- _Written request_
Could you update the lines below so that each "Reply with" becomes "Respond with", with everything else left unchanged?

Bounding box annotation entries:
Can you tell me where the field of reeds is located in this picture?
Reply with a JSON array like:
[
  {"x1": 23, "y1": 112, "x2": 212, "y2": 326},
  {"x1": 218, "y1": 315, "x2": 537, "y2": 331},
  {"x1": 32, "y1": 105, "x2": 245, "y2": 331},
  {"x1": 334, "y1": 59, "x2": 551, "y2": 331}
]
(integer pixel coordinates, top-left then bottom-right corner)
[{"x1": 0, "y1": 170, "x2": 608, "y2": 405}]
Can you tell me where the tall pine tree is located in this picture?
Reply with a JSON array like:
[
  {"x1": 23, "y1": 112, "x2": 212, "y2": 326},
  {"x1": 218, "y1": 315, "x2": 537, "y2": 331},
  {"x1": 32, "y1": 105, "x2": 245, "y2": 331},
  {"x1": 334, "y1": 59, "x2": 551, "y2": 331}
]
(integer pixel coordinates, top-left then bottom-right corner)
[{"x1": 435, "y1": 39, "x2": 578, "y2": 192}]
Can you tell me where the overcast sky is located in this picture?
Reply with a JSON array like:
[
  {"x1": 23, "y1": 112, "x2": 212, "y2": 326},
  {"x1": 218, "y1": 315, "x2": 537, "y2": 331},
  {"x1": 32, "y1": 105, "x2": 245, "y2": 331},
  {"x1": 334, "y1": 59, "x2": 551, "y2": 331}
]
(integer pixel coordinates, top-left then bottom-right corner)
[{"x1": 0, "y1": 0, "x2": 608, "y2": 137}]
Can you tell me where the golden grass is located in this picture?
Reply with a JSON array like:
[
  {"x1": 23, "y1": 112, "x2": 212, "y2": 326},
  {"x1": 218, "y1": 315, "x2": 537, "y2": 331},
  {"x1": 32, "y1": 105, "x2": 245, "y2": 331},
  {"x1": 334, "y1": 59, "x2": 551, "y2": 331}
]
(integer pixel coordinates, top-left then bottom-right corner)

- _Expected answer_
Can you tell me where the field of reeds is located in this picture?
Respond with a JSON array like:
[
  {"x1": 23, "y1": 112, "x2": 212, "y2": 326},
  {"x1": 218, "y1": 315, "x2": 537, "y2": 331},
  {"x1": 32, "y1": 105, "x2": 245, "y2": 331},
  {"x1": 334, "y1": 59, "x2": 551, "y2": 331}
]
(integer pixel coordinates, top-left then bottom-right corner)
[{"x1": 0, "y1": 170, "x2": 608, "y2": 405}]
Can you tell me where the tall pine tree is located in this picture?
Respond with a JSON array like:
[
  {"x1": 23, "y1": 112, "x2": 212, "y2": 326},
  {"x1": 218, "y1": 315, "x2": 537, "y2": 331},
  {"x1": 32, "y1": 105, "x2": 245, "y2": 331},
  {"x1": 334, "y1": 59, "x2": 551, "y2": 331}
]
(integer pixel coordinates, top-left then bottom-right corner)
[{"x1": 435, "y1": 39, "x2": 578, "y2": 192}]
Can you tell me where the overcast sky is located in this picture?
Respond with a JSON array like:
[
  {"x1": 23, "y1": 112, "x2": 212, "y2": 326},
  {"x1": 218, "y1": 315, "x2": 537, "y2": 331},
  {"x1": 32, "y1": 105, "x2": 245, "y2": 331},
  {"x1": 334, "y1": 59, "x2": 551, "y2": 331}
]
(integer pixel coordinates, top-left then bottom-right corner)
[{"x1": 0, "y1": 0, "x2": 608, "y2": 137}]
Can you tell me where the golden grass is located in this picture?
Respond with a JSON array like:
[
  {"x1": 23, "y1": 112, "x2": 212, "y2": 326},
  {"x1": 218, "y1": 315, "x2": 537, "y2": 331},
  {"x1": 32, "y1": 105, "x2": 245, "y2": 331},
  {"x1": 334, "y1": 59, "x2": 551, "y2": 331}
]
(integer pixel coordinates, top-left then bottom-right corner)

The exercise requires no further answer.